## Task to carry out
According to the text on the Ceará–Piauí border dispute, why would the place called Amarração have been part of Ceará's territory? Answer in one to three sentences.

## Provided text
===============

A vast region of 3,000 km^{2} at Serra de Ibiapaba is claimed by the Brazilian states of Ceará and Piauí. The regions became popularly known as Cerapió and Piocerá.

== Background ==
The dispute dates back to the colonial government of Manuel Inácio de Sampaio e Pina Freire in Ceará, when engineer Silva Paulet presented a map of the then-province which showed the west coastline border reaching the mouth of Igaraçu River. As such, the location known as Amarração, currently Luís Correia, would be part of Ceará's territory.

During the 19th century Amarração was assisted by the neighboring Ceará city of Granja, until 1874, when the state deputies decided to grant Amarração village status. This caught the attention of politicians from Piauí, who claimed the territory. A solution arose with the General Decree 3.012, of 22 November 1880, determining that there would be an exchange in which Piauí would reestablish its coastline and Ceará would incorporate the municipalities of Crateús and Independência.

Since then, the border of Ceará and Piauí features several points of indefiniteness and both states keep claiming those places. According to Ceará state deputy Neto Nunes (PMDB), the indefiniteness persists because "Piauí wants a part of the range that is fertile and has good weather, inns, a touristic region of the state", while the land exchanged for the coastline would be of pure sertão.

== Pending solution proposal ==
After the 1988 constitution, it was proposed that the dispute would be settled, but it wasn't until 2008 that an actual agreement was presented, one that would give Piauí 1,500 hectares and 1,000 to Ceará. In October 2011, however, the talks were disturbed by Piauí's decision to resort to Supremo Tribunal Federal (STF) with a public civil act, claiming a 2,821 km^{2} area that currently belongs to Ceará.

If STF accepts Piauí's request, Ceará would lose 66% of Poranga, 32% of Croatá, 21% of Guaraciaba do Norte, 18% of Carnaubal, 8% of Crateús and 7% of Ipaporanga.

== Involved populations ==
The population in the disputed area are supposedly using health and education systems provided by the government of Ceará. According to the deputy general-prosecutor of Piauí, João Batista de Freitas Júnior, the government of Ceará is irregularly providing such services, since they're not part of either states.

Due to the conflict, most of the local population is deprived of public medical assistance and public security services. According to a story published in Diário do Nordeste, people from Cocal dos Alves must go to Viçosa do Ceará in order to have access to public health. According to Sérgio Fontenele, infrastructure secretary of Viçosa do Ceará, mayor Pedro da Silva Brito has ordered medical posts to treat every patient regardless of their state of origin, "but we pay the bill while Piauí enjoy the services".

According to him, around 100 families are found in this situation.

===============

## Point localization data
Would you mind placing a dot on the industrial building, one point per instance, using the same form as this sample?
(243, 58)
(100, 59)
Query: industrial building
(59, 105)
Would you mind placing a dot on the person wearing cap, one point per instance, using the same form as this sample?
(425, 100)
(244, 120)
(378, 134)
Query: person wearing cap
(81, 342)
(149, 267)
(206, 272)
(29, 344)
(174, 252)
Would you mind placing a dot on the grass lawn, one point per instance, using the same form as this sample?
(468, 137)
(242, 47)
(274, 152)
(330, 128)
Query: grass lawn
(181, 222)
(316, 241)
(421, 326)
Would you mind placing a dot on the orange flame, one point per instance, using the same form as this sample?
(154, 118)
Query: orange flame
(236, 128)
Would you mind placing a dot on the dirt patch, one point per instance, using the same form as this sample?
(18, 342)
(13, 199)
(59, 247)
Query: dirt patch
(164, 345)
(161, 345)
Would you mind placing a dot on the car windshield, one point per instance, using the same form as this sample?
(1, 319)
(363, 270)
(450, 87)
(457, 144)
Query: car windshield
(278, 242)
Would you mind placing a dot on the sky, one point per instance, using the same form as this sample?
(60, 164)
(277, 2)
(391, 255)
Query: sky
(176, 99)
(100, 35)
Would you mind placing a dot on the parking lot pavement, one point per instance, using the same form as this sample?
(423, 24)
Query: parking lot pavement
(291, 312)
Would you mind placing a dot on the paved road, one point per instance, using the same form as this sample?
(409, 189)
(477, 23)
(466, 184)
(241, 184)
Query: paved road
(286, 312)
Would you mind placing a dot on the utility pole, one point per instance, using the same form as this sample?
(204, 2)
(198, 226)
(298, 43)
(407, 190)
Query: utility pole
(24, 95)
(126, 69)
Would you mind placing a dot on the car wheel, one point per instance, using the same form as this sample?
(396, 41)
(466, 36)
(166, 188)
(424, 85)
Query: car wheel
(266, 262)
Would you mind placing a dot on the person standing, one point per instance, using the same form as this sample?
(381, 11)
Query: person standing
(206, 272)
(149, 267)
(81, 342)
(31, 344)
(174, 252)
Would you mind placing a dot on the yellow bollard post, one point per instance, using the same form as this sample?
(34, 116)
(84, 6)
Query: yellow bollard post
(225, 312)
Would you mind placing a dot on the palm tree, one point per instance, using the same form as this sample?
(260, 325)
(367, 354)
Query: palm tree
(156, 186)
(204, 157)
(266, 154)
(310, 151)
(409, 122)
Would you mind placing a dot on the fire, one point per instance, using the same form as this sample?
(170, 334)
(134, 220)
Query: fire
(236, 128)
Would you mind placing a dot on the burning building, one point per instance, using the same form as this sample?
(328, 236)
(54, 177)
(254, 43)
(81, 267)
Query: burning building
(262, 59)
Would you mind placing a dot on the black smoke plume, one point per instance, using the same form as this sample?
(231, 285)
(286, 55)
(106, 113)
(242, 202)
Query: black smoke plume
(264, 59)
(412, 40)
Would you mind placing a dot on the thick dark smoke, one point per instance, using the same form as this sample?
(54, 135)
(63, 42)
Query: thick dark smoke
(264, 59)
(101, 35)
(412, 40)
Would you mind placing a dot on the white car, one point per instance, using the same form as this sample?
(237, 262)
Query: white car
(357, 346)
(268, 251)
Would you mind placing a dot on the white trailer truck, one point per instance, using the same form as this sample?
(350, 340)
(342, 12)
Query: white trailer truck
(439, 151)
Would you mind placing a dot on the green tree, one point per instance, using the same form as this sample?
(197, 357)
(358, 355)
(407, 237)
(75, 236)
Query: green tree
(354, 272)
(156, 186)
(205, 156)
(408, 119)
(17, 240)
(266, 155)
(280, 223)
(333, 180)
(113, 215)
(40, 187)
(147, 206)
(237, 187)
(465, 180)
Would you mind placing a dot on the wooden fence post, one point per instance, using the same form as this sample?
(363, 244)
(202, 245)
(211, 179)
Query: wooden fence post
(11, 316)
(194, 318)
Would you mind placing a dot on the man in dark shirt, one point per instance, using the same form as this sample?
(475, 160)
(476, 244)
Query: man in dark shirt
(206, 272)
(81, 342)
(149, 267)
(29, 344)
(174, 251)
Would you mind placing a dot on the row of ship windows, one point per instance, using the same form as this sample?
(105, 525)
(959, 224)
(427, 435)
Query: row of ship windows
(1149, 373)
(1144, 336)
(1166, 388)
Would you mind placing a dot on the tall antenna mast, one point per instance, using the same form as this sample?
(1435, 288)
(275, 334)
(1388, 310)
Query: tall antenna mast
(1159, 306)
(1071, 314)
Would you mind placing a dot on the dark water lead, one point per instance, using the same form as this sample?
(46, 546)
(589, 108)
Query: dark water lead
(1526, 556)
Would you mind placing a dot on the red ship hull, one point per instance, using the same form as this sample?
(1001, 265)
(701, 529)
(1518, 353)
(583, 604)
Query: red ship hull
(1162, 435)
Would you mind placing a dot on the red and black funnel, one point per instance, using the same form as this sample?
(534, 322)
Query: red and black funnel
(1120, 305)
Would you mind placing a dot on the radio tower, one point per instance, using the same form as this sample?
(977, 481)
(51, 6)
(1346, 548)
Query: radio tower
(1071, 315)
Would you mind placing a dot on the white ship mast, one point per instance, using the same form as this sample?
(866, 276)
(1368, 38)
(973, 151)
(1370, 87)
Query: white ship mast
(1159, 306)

===============

## Solution for this exercise
Under the colonial government of Manuel Inácio de Sampaio e Pina Freire, engineer Silva Paulet presented a map of the province of Ceará. It showed Ceará's west coastline border reaching the mouth of the Igaraçu River, which placed Amarração, now Luís Correia, inside Ceará.